Task statement: Reproduce the CRF immunohistochemistry methods section in full, word for word.

[Extract — start]

2.2.2. CRF immunohistochemistry in the whole thickness sections of proximal colon and double labeling with tryptophan hydroxylase or Hu C/D

The proximal colon was collected from 3 naïve rats, fixed in formalin, embedded in paraffin and sectioned at 5 m thickness. Immunohistochemistry was performed using avidin-boiotin-peroxidase technique. Sections were deparaffinized in xylene and hydrated in descending grades of ethanol. After washing 2 times (5 min each) in phosphate buffer saline (PBS), slides were placed in a plastic Coplin jar filled with 10 mM citrate buffer (pH 6.0), boiled for 8 min, and followed by cooling to room temperature. Sections were washed twice in PBS. Endogenous peroxidase activity was blocked by incubation for 30 min with 0.3% hydrogen peroxide in PBS at room temperature. Slides were incubated overnight at 4°C with rabbit anti-rat/human CRF antibody C70 (1:20,000, gift from Dr. Wylie W Vale, Clayton Foundation Laboratories, Salk Institute, San Diego, CA) diluted in PBS containing 0.3% Triton X-100, followed by incubation with biotinylated donkey anti-goat IgG (1:1000; Jackson ImmunoResearch, West Grove, PA) for 2 h at room temperature. Sections were subsequently processed for avidin-biotin-peroxidase procedure using diaminobenzidine as a chromogen, and then counterstained with hematoxylin. Immunohistochemical control was routinely performed following the same procedures, except that the primary antibody was pre-absorbed with CRF antigen peptide (20 μg/ml, rat CRF, gift from Jean Rivier, Clayton Foundation Laboratories, Salk Institute).

[Extract — finish]
[Recorded information — start]

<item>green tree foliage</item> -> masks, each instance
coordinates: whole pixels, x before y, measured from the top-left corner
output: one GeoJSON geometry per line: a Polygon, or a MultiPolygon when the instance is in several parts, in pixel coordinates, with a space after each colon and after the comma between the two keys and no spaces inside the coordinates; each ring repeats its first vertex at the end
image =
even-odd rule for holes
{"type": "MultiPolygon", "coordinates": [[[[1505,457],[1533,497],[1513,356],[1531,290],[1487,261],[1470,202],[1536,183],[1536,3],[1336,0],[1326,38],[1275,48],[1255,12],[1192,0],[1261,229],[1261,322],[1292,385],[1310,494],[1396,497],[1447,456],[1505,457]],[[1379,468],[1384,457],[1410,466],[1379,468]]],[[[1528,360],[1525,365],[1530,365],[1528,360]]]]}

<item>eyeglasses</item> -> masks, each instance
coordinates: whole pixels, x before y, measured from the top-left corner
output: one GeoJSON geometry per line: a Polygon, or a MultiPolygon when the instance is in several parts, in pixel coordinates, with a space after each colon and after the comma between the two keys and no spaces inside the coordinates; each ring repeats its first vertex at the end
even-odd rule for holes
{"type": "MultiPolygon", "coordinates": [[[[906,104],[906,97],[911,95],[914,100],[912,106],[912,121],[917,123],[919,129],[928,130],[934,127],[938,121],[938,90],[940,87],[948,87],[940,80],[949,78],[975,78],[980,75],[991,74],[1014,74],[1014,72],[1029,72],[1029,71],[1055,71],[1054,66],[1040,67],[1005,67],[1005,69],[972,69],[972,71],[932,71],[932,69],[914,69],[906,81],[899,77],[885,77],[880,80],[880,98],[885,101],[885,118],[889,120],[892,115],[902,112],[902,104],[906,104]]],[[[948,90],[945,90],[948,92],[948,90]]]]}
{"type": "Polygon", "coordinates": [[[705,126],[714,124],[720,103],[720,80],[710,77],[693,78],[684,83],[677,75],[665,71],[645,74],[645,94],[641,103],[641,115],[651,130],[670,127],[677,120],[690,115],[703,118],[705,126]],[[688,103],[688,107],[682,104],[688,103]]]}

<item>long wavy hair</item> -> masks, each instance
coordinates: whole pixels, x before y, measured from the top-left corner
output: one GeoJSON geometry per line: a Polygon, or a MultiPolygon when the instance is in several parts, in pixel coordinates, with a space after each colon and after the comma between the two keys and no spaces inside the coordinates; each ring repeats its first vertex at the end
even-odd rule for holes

[Recorded information — finish]

Answer to this task:
2.2.2. CRF immunohistochemistry in the whole thickness sections of proximal colon and double labeling with tryptophan hydroxylase or Hu C/D

The proximal colon was collected from 3 naïve rats, fixed in formalin, embedded in paraffin and sectioned at 5 m thickness. Immunohistochemistry was performed using avidin-boiotin-peroxidase technique. Sections were deparaffinized in xylene and hydrated in descending grades of ethanol. After washing 2 times (5 min each) in phosphate buffer saline (PBS), slides were placed in a plastic Coplin jar filled with 10 mM citrate buffer (pH 6.0), boiled for 8 min, and followed by cooling to room temperature. Sections were washed twice in PBS. Endogenous peroxidase activity was blocked by incubation for 30 min with 0.3% hydrogen peroxide in PBS at room temperature. Slides were incubated overnight at 4°C with rabbit anti-rat/human CRF antibody C70 (1:20,000, gift from Dr. Wylie W Vale, Clayton Foundation Laboratories, Salk Institute, San Diego, CA) diluted in PBS containing 0.3% Triton X-100, followed by incubation with biotinylated donkey anti-goat IgG (1:1000; Jackson ImmunoResearch, West Grove, PA) for 2 h at room temperature. Sections were subsequently processed for avidin-biotin-peroxidase procedure using diaminobenzidine as a chromogen, and then counterstained with hematoxylin. Immunohistochemical control was routinely performed following the same procedures, except that the primary antibody was pre-absorbed with CRF antigen peptide (20 μg/ml, rat CRF, gift from Jean Rivier, Clayton Foundation Laboratories, Salk Institute).